▶ **EXCERPTED PASSAGE**:
Illustrative: The Westchester Reform Temple, in New York. (Google Maps)

The bomb threats targeting synagogues have, in many cases, led to congregations being evacuated in the middle of prayer services so that police can conduct a sweep of the building. In addition, the threats included in the complaint resulted in thousands of schoolchildren evacuating their schools; a lockdown of a hospital; and flight delays, according to the FBI.

The FBI and antisemitism watchdogs did not immediately respond to questions about whether additional people might have been responsible for the recent wave of bomb threats. The threats in the complaint were made to institutions in New York, Pennsylvania, Connecticut, Arizona, and Alaska, according to the FBI, but evacuations were reported in several other states including several in New Jersey on Rosh Hashanah.

The complaint includes an example of a complaint received by a synagogue in Westchester County, New York, on September 17, the second day of the holiday. “I placed multiple bombs inside the Jewish Center,” the threat said. “The bombs I placed in the building will blow up in a few hours. Many people will lay in a pool of blood.”

At the time, the Westchester Jewish Council’s security committee emailed synagogues in the county saying that local police and the council’s own security official had investigated the email and others received in the area that day and deemed them non-credible. The committee emphasized that all threats needed to be investigated, a warning that came after months of recurring fake threats.

Using data tied to the emails, and by investigating the included phone numbers, law enforcement agents were able to trace the emailed threats to Nunez Santos, who works as a web developer.

The five charges that Nunez Santos faces, if he is convicted, carry the potential of significant prison time. The charges of conveying hoaxes and communicating threats across state lines carry maximum sentences of five years in prison. The charges related to child pornography and exploitation carry much harsher penalties.

“Not only did Santos allegedly email hundreds of hoax bomb threats terrorizing schools, hospitals, and houses of worship, he also perversely tried to sextort innocent teenage girls. His actions wasted limited law enforcement resources, put first responders in unnecessary danger, and victimized children,” the FBI’s assistant director in charge, James Smith, said in a statement. “The FBI will not tolerate anyone who seeks to induce fear in our communities, and we will do whatever it takes to put the perpetrators of such actions behind bars, regardless of their location.”

This is not the first time false bomb threats have been called into a series of Jewish institutions. More than 100 such threats were called into Jewish community centers in the early months of 2017 — most of which, it was later discovered, came from a teen in Israel. In 2020, dozens of JCCs received a separate series of emailed bomb threats.

▶ **TASKS AND EXERCISES**:
(1) According to the bomb threat passage, in which states were the threats in the complaint made to institutions?
(2) Using the bomb threat passage, explain why congregations were evacuated in the middle of prayer services.
(3) In the bomb threat passage, rewrite the part from "Illustrative: The Westchester" up to and including "to the FBI.", with "prayer services" changed to "worship services".
The records are separate material, unconnected to the bomb threat passage.

▶ **PROVIDED INFORMATION**:
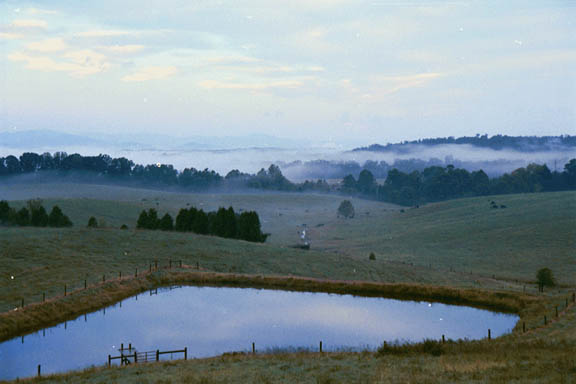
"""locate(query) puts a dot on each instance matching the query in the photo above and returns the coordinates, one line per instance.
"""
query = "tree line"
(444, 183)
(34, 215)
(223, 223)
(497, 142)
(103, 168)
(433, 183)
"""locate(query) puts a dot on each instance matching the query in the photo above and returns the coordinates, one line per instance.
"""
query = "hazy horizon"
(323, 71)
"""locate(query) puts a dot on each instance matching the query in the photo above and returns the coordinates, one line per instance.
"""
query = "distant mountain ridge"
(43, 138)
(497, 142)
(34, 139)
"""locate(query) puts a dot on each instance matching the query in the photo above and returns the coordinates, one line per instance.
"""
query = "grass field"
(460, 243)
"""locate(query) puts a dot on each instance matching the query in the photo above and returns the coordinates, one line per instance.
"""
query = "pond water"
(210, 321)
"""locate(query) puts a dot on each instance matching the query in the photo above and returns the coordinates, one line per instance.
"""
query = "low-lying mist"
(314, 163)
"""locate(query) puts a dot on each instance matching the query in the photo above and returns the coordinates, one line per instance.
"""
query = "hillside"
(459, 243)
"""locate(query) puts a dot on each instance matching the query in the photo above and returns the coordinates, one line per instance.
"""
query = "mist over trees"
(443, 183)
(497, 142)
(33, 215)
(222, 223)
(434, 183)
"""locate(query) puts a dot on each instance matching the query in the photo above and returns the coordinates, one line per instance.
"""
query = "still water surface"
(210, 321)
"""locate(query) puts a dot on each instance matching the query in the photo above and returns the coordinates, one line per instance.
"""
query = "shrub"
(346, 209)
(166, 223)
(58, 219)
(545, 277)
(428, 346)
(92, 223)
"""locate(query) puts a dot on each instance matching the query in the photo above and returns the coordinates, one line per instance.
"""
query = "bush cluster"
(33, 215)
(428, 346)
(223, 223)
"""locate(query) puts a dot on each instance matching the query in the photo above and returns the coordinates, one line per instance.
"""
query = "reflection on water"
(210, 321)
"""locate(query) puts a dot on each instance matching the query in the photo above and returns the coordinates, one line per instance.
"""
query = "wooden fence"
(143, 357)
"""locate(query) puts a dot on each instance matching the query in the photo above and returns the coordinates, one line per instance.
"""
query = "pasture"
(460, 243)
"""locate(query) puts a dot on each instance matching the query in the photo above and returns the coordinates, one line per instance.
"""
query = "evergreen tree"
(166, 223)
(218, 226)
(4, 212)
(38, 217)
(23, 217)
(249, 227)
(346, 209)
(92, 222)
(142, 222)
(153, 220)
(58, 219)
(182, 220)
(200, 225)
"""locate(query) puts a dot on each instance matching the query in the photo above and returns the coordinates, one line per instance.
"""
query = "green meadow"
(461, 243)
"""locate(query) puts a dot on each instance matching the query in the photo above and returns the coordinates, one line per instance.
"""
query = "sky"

▶ **RESULTS IN ORDER**:
(1) New York, Pennsylvania, Connecticut, Arizona, and Alaska.

(2) Congregations were evacuated so that police could conduct a sweep of the building.

(3)
Illustrative: The Westchester Reform Temple, in New York. (Google Maps)

The bomb threats targeting synagogues have, in many cases, led to congregations being evacuated in the middle of worship services so that police can conduct a sweep of the building. In addition, the threats included in the complaint resulted in thousands of schoolchildren evacuating their schools; a lockdown of a hospital; and flight delays, according to the FBI.